RECORDED INFORMATION =
#####

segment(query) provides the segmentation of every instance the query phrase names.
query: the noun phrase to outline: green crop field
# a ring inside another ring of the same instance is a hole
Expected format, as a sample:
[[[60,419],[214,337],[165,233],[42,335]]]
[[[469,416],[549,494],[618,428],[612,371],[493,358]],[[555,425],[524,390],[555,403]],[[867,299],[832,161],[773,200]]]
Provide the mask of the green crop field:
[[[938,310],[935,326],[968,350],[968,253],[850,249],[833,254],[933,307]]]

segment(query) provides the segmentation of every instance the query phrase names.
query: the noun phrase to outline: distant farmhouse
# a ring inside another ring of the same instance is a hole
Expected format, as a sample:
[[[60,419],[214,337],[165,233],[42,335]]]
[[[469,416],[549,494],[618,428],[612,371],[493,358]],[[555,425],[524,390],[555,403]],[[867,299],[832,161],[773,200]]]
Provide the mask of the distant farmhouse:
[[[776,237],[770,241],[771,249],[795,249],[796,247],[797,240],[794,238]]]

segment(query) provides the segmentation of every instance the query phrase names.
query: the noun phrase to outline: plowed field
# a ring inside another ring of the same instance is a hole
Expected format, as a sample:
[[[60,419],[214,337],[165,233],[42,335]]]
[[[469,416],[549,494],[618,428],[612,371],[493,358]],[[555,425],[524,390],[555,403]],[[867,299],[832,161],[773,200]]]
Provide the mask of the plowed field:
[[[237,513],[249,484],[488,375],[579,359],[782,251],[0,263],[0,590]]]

#####

YOUR OBJECTIVE =
Please copy out the material above again, changing "Expected format" to "Required format" everywhere and leaving everything else untouched.

EXERCISE RESPONSE =
segment(query) provides the segmentation of every instance the query phrase names.
query: the noun phrase to outline: green crop field
# a ring inside another ring of the same instance is a hole
Required format, as a sample:
[[[60,419],[214,337],[165,233],[42,335]]]
[[[469,416],[549,494],[618,428],[612,371],[493,358]],[[555,425],[524,390],[555,403]],[[867,299],[832,161],[773,200]]]
Provide the mask of the green crop field:
[[[938,310],[935,326],[968,350],[968,253],[850,249],[833,254],[933,307]]]

segment(query) provides the segmentation of every instance the query phrase names.
query: the noun phrase to outline: distant farmhouse
# a ring inside another ring of the same instance is a hole
Required format, as a sample:
[[[60,419],[214,337],[165,233],[42,335]]]
[[[469,416],[549,494],[618,428],[612,371],[493,358]],[[555,425],[524,390],[555,403]],[[867,299],[832,161],[773,200]]]
Provide the mask of the distant farmhouse:
[[[776,237],[770,241],[771,249],[795,249],[796,247],[797,240],[794,238]]]

segment(query) provides the segmentation of every instance the query phrase names.
query: the noun phrase to outline: plowed field
# a ring inside another ring of the same instance is a hole
Required format, as a sample:
[[[60,419],[214,337],[165,233],[42,335]]]
[[[469,416],[549,494],[618,428],[612,371],[493,358]],[[555,425],[524,390],[555,403]],[[867,299],[832,161],[773,200]]]
Provide the mask of the plowed field:
[[[237,513],[249,484],[488,375],[579,359],[782,251],[0,263],[0,590]]]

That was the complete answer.